_Input for this task_
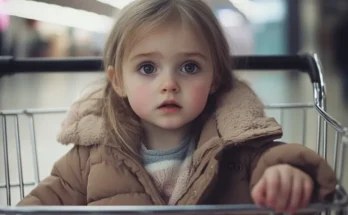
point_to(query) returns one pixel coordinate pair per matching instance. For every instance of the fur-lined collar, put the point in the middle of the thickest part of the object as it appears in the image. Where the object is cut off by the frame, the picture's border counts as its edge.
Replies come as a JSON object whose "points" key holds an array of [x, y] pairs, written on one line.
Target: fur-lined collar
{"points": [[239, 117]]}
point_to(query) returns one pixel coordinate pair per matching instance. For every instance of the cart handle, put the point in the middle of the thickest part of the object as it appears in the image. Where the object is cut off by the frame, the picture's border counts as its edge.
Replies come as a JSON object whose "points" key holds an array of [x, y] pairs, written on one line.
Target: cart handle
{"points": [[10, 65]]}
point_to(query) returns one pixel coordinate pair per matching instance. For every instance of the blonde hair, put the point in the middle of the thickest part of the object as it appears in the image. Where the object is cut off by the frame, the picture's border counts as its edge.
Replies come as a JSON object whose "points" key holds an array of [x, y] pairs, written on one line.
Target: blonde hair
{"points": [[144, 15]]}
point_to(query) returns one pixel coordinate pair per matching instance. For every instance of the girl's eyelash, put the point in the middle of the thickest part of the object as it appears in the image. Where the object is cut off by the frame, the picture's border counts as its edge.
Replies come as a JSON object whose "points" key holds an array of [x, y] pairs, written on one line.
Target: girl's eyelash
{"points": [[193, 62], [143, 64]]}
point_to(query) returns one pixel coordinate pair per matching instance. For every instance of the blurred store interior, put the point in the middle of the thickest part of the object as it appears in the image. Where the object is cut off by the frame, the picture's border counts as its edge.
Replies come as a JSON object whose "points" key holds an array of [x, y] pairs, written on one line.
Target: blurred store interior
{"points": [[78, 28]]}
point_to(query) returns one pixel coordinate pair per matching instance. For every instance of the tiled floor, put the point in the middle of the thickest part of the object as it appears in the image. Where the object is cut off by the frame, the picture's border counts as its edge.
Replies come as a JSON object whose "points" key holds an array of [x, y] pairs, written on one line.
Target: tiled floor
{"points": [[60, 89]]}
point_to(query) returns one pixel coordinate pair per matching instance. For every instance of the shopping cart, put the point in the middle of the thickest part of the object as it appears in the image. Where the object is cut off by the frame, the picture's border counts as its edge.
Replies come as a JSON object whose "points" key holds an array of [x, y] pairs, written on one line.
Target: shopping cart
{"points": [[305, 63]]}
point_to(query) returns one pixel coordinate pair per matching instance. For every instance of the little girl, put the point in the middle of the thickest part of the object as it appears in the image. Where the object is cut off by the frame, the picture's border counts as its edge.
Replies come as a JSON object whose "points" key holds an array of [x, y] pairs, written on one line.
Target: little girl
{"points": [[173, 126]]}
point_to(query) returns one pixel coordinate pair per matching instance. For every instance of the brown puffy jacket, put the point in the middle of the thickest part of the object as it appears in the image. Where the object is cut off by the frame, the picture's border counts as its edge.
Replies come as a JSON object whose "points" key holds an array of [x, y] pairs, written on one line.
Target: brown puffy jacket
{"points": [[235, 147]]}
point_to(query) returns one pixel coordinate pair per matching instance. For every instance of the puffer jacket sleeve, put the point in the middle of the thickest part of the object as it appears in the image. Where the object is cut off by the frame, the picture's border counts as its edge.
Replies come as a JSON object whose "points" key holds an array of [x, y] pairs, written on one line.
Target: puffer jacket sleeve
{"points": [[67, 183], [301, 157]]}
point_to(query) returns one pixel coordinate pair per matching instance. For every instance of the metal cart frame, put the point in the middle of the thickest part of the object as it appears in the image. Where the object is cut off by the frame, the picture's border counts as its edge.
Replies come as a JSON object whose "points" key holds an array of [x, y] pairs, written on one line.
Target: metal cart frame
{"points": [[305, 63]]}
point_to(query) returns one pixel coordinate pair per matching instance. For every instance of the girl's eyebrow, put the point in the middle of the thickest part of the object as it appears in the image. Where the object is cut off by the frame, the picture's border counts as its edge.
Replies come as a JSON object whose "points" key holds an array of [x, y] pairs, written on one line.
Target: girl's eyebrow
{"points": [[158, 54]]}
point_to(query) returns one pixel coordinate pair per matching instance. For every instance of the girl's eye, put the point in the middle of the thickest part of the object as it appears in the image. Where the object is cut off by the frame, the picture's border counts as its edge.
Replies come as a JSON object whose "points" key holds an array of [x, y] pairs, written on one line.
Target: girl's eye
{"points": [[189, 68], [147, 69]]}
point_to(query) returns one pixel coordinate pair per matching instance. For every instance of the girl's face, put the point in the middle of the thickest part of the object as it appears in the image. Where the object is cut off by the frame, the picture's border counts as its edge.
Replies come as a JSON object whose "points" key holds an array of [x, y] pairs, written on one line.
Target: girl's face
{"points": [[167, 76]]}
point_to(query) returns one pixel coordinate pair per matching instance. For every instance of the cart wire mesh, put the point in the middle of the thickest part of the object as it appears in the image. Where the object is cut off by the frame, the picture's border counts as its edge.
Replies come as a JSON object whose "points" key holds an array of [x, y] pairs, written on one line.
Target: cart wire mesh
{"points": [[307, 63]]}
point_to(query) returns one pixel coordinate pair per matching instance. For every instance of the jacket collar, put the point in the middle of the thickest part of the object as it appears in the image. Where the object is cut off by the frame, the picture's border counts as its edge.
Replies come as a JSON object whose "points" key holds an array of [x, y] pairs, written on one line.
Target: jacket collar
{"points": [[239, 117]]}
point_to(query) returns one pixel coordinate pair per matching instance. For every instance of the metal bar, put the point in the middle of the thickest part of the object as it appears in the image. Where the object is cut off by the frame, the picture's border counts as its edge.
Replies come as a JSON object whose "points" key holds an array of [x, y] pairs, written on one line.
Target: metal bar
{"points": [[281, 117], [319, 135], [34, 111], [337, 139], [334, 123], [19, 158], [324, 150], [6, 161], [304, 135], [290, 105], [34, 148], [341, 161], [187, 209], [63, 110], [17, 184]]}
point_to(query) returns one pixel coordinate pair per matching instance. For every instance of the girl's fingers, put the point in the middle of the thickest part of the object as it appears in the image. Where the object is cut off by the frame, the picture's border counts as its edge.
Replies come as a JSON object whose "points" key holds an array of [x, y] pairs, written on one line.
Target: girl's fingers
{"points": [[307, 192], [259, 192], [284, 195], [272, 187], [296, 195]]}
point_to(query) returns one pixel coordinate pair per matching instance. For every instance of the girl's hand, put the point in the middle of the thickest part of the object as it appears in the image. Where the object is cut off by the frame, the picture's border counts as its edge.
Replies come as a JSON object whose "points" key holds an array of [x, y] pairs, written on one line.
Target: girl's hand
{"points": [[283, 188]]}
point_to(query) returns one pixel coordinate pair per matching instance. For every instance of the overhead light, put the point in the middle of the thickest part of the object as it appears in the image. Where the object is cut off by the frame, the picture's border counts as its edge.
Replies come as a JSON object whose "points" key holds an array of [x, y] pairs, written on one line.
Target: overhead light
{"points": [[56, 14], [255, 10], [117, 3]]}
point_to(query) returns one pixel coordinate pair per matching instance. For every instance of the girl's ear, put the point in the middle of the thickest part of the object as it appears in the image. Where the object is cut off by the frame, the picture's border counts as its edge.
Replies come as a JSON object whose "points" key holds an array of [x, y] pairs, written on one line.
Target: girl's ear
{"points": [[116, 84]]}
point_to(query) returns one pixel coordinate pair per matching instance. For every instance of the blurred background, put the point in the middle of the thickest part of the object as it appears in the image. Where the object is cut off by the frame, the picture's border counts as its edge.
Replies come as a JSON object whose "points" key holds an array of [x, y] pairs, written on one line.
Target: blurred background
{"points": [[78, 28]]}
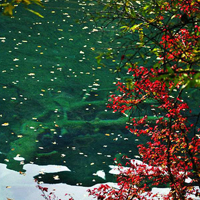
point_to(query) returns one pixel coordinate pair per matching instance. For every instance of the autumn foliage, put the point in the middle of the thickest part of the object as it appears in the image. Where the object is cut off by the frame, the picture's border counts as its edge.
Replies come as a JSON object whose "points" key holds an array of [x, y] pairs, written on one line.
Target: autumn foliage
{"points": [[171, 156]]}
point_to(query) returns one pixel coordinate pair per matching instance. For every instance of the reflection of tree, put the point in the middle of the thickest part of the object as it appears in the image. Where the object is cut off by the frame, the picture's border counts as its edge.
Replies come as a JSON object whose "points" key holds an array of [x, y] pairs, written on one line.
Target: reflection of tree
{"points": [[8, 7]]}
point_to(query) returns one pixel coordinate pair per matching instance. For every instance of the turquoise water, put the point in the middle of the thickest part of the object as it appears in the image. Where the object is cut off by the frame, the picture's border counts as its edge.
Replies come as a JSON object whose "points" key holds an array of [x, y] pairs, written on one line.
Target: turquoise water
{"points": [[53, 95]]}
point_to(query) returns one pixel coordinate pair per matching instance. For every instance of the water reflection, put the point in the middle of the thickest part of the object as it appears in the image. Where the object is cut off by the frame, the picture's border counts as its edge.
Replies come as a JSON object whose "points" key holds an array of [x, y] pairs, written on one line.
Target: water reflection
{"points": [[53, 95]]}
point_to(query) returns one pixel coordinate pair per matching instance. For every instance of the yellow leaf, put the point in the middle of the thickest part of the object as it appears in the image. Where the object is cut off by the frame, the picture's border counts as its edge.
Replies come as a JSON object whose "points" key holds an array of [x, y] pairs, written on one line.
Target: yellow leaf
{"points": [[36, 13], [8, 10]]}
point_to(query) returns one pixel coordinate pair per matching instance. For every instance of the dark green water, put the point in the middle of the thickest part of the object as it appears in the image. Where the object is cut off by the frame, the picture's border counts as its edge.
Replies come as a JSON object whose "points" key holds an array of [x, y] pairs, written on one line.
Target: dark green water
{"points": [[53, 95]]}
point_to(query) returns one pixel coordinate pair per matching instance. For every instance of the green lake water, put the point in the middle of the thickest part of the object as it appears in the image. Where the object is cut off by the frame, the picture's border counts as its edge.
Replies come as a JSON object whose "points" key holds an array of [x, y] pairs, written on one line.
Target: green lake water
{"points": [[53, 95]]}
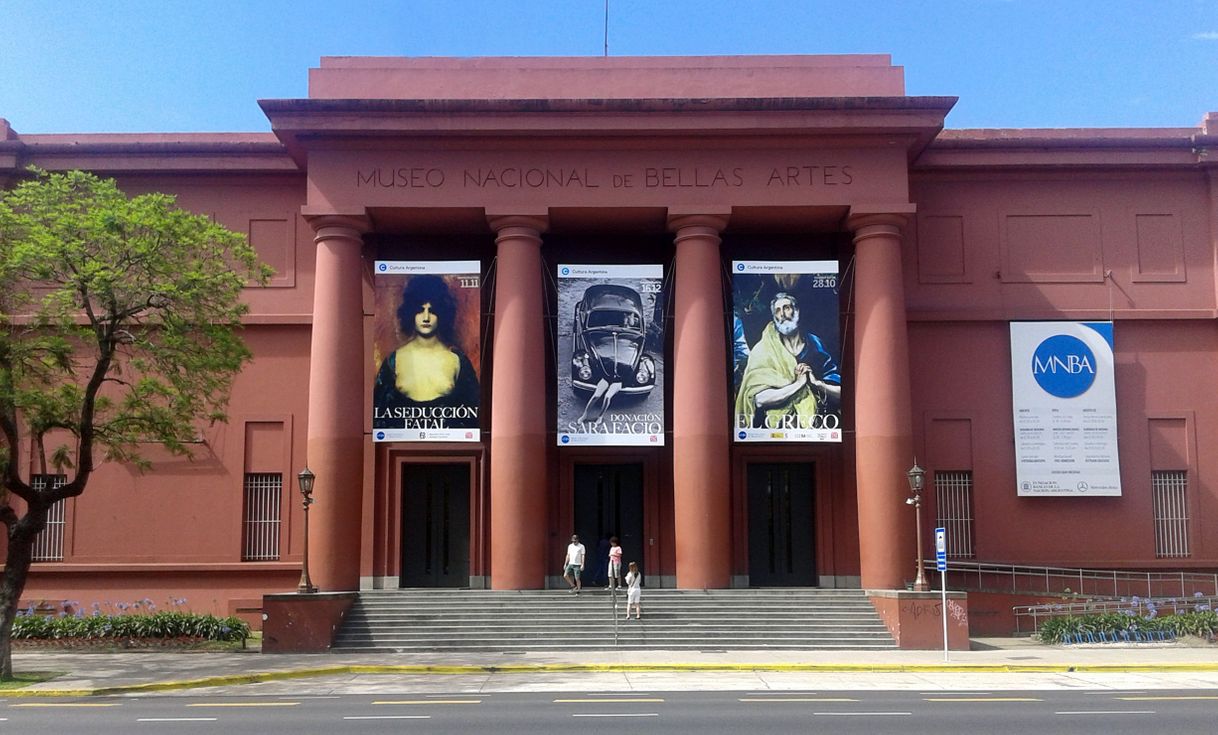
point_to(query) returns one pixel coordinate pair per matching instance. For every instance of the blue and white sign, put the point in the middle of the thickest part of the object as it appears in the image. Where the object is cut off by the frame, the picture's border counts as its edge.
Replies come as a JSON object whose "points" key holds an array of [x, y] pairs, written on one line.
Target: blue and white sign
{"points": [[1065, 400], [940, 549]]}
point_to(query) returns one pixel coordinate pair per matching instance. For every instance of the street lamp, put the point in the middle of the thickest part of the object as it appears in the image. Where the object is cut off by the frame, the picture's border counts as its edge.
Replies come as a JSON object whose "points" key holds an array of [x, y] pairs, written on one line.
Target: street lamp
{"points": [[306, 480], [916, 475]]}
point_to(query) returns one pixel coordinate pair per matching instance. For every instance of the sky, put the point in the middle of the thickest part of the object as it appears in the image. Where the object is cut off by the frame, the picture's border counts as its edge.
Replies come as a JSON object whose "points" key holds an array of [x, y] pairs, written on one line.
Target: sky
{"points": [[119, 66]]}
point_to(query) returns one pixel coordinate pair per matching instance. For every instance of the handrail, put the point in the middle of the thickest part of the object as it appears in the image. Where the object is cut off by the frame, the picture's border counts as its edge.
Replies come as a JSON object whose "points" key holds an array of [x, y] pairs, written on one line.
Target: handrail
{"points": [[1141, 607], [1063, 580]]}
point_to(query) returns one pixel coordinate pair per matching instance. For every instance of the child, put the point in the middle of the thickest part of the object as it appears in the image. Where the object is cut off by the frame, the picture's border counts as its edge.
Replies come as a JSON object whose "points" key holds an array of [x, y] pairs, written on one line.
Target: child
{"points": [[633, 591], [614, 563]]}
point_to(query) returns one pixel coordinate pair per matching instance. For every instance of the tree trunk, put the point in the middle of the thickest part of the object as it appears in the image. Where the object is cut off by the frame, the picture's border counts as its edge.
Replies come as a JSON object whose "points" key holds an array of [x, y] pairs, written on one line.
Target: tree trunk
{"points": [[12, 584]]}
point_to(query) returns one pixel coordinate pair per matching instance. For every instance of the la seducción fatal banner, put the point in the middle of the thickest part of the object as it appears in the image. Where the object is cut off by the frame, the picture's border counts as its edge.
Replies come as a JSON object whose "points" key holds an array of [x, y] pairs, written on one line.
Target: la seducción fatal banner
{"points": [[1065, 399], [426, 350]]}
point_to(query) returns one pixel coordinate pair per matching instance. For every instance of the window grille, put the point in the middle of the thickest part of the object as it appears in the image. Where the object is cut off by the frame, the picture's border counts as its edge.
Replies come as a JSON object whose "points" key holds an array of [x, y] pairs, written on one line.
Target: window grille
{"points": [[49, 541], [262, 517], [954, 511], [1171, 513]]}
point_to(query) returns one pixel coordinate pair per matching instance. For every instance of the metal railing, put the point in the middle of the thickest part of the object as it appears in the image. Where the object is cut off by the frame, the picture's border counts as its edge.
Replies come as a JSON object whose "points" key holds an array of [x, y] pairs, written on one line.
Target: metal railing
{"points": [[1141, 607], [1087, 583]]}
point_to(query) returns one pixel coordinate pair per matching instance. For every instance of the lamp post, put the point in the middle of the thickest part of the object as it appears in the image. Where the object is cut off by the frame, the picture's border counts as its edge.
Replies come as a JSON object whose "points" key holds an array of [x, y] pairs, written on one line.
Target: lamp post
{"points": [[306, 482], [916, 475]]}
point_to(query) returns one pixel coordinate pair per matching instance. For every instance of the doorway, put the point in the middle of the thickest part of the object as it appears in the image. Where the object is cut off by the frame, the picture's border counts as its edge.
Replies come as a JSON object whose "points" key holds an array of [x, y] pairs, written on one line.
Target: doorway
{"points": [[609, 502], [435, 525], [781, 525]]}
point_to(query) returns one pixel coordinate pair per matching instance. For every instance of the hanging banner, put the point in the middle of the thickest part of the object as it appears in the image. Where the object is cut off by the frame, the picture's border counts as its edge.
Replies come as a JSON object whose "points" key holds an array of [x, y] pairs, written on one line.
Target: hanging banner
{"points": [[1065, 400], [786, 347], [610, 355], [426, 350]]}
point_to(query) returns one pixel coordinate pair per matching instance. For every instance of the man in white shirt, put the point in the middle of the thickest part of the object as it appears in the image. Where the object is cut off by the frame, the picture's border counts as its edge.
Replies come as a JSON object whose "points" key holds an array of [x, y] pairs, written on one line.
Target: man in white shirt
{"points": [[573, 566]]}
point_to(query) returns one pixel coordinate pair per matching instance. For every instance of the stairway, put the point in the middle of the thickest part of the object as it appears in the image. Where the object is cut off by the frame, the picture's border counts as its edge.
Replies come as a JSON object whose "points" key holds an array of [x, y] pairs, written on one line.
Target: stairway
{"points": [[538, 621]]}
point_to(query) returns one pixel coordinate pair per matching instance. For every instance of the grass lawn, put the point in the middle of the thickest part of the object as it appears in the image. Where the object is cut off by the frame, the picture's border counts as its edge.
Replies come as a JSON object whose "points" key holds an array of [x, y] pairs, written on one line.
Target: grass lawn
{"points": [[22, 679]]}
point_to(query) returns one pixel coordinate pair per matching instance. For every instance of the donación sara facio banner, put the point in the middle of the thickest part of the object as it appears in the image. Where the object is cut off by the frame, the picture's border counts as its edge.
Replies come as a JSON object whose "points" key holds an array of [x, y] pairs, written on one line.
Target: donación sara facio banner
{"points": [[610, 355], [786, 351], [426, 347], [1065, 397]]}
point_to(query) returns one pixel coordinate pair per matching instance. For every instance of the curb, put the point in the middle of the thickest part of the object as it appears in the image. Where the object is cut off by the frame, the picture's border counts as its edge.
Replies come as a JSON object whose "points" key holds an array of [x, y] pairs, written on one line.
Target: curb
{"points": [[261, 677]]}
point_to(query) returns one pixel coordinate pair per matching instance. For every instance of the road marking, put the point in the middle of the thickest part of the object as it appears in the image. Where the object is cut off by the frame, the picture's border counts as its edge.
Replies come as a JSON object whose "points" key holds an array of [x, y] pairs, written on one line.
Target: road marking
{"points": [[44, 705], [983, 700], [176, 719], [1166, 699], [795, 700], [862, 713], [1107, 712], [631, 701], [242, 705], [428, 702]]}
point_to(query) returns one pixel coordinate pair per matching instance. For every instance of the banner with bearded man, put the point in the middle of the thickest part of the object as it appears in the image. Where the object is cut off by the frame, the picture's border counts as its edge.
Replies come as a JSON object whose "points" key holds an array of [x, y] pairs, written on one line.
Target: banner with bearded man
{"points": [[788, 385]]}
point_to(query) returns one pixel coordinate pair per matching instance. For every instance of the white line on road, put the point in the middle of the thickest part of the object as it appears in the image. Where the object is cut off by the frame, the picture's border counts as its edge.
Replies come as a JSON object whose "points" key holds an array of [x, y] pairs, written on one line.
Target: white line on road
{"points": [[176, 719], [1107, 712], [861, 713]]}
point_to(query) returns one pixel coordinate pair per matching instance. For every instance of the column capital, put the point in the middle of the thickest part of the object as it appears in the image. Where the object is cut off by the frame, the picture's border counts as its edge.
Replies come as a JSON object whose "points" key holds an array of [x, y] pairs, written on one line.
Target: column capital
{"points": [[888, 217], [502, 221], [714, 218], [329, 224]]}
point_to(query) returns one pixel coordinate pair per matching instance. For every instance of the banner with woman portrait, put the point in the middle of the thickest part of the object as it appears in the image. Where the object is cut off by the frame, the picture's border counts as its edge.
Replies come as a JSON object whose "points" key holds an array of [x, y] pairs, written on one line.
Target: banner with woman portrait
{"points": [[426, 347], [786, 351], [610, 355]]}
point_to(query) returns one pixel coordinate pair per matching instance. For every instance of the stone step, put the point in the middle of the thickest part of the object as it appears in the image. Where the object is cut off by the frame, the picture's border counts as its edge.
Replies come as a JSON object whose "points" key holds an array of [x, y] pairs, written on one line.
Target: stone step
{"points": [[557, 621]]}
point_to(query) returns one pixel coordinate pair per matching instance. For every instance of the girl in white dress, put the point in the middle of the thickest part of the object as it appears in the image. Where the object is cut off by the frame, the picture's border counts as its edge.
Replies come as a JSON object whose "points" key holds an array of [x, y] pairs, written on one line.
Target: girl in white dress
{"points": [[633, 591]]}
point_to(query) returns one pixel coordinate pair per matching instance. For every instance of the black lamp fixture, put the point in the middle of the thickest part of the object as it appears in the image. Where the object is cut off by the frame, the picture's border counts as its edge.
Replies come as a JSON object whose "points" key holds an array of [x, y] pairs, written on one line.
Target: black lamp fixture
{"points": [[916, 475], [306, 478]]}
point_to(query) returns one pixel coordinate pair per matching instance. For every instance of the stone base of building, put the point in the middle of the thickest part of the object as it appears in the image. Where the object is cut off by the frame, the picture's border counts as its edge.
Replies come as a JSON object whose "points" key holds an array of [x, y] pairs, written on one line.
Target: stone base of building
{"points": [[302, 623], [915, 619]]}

_Short task_
Rewrite the stretch of the records above, from the line containing "metal bar, put" through the line containing "Target: metal bar", as a numbered list with blank lines left out.

_Answer for this exercise_
1. point_to(query) returns one pixel coordinate pair per matching instance. For every instance of the metal bar, put the point in the middle of the thickest part of the object as it appears in the image. Where the object is cut off by the frame, the picture's border counts as its edge.
2. Replies come as a JSON object whose "points" key holds an array of [x, y] pairs, written on one line.
3. Target: metal bar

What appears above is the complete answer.